** Task objective **
Copy every line of the data that includes the string "green".

** Exercise data **
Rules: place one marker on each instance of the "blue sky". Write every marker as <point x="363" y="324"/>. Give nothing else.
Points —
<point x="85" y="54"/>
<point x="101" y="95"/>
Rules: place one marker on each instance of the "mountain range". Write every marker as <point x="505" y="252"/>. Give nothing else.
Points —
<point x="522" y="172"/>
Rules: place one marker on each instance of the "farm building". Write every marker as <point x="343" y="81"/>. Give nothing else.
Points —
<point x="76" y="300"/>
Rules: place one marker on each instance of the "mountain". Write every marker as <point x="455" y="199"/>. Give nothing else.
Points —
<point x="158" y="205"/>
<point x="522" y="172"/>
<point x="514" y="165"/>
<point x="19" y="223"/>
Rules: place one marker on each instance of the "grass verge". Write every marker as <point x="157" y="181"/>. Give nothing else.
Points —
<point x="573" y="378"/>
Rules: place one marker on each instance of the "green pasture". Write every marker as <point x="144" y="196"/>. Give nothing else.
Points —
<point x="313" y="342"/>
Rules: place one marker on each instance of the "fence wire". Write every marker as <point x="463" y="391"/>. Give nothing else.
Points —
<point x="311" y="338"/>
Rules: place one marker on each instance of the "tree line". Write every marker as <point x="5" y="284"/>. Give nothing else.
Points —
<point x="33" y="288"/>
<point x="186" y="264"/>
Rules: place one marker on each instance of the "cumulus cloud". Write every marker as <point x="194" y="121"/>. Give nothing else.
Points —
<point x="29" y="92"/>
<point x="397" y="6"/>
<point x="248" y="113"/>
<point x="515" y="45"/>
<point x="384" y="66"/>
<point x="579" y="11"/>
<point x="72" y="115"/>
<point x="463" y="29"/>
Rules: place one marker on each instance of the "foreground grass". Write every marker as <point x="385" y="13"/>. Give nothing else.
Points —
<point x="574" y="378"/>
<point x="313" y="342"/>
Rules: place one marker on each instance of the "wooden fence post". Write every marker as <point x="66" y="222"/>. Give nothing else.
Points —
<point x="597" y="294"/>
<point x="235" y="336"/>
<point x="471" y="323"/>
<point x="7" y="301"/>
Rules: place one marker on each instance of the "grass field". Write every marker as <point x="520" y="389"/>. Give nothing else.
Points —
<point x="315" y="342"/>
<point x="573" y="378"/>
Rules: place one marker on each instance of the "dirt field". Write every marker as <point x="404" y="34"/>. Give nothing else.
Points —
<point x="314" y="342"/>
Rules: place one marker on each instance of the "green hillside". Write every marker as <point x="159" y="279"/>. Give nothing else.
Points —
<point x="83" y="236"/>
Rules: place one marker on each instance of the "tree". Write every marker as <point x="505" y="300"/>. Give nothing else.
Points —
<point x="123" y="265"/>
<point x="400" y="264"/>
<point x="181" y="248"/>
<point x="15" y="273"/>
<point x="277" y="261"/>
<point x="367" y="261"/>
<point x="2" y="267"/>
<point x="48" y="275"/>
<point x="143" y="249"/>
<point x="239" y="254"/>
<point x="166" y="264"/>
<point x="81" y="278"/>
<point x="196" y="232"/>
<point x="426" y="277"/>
---
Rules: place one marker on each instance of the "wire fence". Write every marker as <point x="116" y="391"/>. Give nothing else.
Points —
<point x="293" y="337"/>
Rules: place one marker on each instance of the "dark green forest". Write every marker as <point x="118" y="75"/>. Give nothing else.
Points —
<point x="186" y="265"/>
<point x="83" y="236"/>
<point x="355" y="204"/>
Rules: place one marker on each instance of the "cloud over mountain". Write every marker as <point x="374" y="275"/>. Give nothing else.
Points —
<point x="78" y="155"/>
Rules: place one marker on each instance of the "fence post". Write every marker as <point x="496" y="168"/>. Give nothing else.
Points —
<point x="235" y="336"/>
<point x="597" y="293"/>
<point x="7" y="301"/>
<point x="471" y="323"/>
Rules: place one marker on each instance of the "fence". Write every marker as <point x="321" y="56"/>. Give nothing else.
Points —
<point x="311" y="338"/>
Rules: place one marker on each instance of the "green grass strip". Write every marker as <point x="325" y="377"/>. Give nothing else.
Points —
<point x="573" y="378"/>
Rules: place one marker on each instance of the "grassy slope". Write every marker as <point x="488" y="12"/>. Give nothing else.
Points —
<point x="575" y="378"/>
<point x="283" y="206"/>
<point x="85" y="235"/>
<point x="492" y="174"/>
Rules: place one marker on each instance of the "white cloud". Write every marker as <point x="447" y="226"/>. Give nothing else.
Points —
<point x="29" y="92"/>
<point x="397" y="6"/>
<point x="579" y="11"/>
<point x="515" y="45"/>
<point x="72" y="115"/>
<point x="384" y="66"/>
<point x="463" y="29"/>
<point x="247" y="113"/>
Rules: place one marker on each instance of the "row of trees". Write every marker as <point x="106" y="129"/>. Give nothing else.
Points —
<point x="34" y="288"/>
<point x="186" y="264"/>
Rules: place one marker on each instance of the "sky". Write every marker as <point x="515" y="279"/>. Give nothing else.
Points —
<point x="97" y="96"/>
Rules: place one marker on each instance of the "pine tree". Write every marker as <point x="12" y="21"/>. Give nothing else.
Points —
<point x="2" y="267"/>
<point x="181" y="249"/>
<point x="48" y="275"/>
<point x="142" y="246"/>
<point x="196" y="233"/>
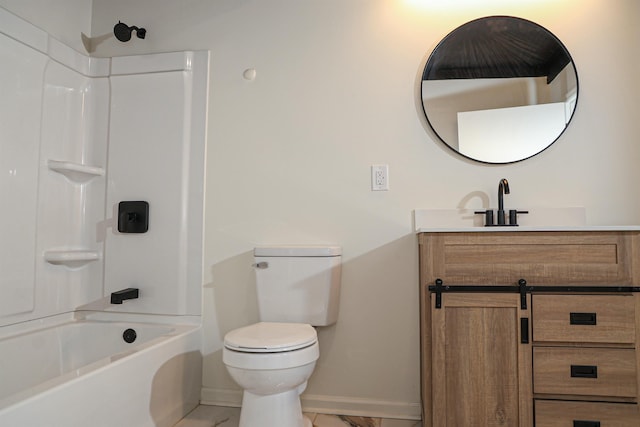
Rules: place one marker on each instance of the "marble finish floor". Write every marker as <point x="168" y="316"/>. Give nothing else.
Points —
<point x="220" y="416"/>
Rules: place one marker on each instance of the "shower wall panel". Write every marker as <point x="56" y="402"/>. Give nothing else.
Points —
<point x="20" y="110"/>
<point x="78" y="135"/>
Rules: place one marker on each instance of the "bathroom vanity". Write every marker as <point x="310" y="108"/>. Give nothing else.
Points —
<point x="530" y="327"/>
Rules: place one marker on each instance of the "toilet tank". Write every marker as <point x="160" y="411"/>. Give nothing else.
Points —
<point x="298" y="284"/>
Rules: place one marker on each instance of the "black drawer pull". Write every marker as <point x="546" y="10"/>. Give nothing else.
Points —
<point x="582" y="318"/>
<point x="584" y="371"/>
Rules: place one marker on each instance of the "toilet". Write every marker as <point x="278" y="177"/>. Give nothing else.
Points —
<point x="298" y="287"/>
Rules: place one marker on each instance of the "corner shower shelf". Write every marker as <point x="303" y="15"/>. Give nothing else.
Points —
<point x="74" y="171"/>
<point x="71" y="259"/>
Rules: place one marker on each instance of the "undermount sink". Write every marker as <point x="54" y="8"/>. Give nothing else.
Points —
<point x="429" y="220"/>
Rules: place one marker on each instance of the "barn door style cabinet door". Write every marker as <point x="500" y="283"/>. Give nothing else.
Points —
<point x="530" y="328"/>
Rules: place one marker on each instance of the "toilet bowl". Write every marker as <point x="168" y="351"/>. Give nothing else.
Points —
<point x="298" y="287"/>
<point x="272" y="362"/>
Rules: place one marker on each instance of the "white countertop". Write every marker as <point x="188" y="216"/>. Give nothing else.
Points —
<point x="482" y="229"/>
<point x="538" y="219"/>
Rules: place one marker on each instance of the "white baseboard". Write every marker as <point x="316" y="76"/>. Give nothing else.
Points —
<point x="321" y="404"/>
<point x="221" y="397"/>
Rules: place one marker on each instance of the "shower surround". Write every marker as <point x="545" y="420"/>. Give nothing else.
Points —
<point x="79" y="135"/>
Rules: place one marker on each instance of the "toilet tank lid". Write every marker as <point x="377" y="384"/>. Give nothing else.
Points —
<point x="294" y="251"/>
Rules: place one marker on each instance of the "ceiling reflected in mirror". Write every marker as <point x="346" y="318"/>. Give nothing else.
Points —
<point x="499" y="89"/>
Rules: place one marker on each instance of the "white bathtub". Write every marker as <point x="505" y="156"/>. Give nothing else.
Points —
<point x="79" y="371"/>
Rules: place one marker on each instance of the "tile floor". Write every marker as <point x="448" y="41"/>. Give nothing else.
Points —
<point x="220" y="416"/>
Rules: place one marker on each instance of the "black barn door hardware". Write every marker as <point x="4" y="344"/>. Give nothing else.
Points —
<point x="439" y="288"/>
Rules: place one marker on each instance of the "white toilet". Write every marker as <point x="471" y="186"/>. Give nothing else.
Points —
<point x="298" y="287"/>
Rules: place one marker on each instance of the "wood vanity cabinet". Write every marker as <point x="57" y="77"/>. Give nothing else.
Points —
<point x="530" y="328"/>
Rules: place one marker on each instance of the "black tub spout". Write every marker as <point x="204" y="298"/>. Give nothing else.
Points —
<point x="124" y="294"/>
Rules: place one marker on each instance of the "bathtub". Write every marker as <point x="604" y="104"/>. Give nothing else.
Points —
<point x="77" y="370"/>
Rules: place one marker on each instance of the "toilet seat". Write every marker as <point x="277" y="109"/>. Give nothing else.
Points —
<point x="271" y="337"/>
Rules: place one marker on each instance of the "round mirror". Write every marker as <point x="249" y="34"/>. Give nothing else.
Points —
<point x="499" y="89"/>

** The answer **
Rules: place one marker on each instance of the "green pasture". Write every marker as <point x="144" y="196"/>. Give nothing else.
Rules: place one marker on each instance of the "green hillside". Write every marker as <point x="159" y="279"/>. Give nothing else.
Rules: place one marker on each instance of the "dark green forest". Write every marker as <point x="118" y="75"/>. Give nothing else.
Rules: place one marker on each instance of the "green grass strip". Write every marker as <point x="325" y="377"/>. Give nothing else.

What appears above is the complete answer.